_Instruction_: Locate each line in the records below that contains the string "lever", matching case, and copy every such line.

(Records excerpted from a collection)
-=-=-

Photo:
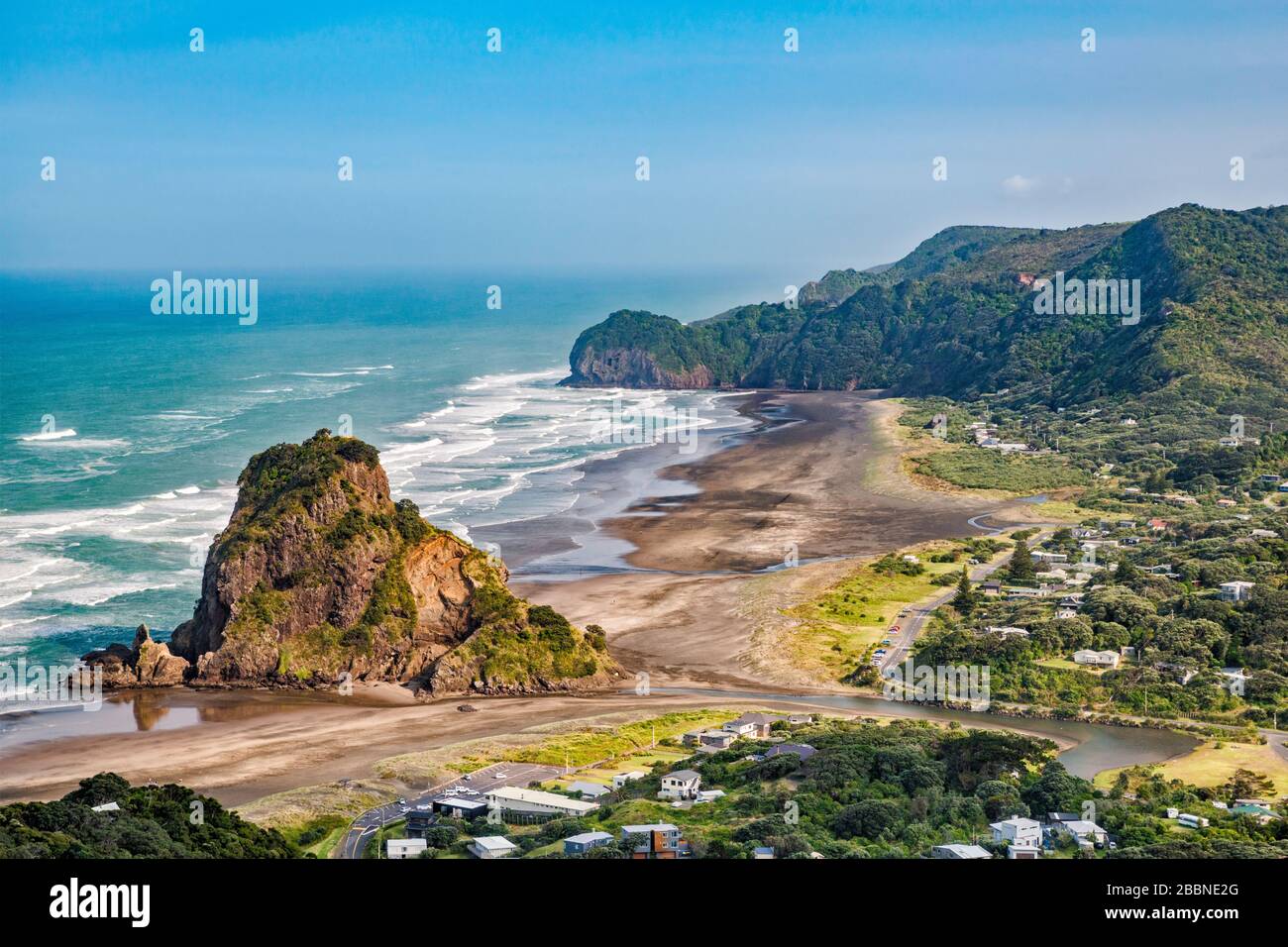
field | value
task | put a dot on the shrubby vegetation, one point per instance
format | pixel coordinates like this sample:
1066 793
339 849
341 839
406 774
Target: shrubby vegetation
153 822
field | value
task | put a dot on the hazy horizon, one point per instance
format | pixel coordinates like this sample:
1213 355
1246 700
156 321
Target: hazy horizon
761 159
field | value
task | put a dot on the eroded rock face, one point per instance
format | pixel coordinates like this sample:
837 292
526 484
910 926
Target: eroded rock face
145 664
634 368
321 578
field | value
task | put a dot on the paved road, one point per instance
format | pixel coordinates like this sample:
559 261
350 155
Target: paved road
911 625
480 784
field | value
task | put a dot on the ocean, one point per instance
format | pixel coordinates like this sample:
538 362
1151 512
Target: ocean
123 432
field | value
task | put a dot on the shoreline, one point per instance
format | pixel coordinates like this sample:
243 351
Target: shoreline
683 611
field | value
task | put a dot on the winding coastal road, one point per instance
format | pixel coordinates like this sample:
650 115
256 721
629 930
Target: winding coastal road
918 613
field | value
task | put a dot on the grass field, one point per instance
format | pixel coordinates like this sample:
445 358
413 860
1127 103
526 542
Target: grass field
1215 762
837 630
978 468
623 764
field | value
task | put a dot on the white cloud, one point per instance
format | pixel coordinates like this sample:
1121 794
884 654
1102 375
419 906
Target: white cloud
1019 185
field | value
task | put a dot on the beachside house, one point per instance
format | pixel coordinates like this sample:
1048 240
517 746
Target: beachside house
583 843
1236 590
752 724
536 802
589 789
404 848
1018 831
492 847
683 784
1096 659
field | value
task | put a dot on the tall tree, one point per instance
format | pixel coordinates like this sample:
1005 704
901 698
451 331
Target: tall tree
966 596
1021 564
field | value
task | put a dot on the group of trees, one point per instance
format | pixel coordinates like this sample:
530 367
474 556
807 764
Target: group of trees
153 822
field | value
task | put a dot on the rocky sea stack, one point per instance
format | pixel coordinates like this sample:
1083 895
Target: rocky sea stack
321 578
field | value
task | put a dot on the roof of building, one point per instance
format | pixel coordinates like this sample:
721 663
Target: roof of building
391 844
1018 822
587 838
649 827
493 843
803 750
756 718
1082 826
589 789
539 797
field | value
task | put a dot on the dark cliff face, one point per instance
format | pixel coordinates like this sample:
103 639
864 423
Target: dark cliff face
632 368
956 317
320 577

-=-=-

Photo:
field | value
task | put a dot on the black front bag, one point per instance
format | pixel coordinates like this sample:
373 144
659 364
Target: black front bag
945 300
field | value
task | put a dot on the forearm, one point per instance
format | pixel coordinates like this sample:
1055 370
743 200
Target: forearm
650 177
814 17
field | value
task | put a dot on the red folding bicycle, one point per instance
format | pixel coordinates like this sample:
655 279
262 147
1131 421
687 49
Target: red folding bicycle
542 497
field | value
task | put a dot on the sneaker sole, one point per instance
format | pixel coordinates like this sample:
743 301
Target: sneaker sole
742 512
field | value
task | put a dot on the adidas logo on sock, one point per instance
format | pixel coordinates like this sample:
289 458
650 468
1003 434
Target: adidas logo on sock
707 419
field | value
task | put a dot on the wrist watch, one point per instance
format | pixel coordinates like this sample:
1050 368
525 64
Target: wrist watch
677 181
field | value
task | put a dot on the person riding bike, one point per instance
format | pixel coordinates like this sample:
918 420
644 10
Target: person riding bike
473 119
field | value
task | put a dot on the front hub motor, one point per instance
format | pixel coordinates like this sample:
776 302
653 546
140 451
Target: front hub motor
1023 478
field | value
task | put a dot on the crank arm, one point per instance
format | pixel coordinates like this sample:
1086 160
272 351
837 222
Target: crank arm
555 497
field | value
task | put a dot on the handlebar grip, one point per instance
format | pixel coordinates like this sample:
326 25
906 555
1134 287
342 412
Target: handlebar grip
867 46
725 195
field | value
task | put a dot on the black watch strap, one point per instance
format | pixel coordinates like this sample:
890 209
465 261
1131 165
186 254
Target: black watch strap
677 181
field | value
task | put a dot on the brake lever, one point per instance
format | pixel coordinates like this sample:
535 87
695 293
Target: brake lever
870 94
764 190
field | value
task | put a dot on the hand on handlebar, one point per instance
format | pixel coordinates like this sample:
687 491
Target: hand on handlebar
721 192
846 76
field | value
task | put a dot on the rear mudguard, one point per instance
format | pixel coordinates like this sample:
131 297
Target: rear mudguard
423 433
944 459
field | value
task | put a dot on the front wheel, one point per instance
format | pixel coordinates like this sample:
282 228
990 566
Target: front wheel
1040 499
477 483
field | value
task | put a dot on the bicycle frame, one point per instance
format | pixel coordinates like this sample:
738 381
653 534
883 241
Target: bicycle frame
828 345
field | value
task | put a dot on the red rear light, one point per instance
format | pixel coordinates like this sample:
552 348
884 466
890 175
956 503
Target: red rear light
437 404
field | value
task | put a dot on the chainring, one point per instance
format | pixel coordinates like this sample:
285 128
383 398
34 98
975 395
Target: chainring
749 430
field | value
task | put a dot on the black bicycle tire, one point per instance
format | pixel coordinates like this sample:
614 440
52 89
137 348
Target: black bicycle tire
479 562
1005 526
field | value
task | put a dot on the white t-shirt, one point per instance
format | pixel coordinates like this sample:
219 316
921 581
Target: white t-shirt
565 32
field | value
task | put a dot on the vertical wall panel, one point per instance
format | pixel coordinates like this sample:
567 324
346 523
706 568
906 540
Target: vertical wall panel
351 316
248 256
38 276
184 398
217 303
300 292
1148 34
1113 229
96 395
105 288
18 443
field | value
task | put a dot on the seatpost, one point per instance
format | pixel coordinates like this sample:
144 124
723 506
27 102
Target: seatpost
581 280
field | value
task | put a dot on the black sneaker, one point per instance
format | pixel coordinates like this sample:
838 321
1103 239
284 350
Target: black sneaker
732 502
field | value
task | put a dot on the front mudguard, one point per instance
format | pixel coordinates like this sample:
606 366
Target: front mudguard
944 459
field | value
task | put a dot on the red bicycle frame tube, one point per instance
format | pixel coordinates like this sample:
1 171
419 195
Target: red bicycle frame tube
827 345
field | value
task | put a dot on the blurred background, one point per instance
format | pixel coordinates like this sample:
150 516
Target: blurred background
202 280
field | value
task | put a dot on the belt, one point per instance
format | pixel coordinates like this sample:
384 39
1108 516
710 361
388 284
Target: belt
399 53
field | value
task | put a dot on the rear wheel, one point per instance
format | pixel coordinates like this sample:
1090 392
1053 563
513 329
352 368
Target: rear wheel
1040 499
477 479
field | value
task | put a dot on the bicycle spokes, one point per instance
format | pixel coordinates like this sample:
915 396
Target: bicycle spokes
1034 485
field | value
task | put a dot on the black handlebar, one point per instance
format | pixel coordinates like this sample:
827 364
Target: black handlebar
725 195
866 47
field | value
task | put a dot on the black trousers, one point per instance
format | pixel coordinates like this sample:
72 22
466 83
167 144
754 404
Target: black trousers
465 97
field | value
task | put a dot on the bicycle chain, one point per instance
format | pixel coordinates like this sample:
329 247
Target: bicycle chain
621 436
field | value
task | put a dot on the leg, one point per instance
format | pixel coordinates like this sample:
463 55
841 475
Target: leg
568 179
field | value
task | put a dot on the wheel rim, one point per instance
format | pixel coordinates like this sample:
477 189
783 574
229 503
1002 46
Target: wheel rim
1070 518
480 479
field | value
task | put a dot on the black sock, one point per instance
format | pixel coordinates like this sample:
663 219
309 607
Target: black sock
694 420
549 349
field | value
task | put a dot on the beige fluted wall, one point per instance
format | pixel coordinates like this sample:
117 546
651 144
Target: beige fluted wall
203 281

-=-=-

_Solution to this task_:
task | put a dot on the brake lever, one point per instance
Target: brake lever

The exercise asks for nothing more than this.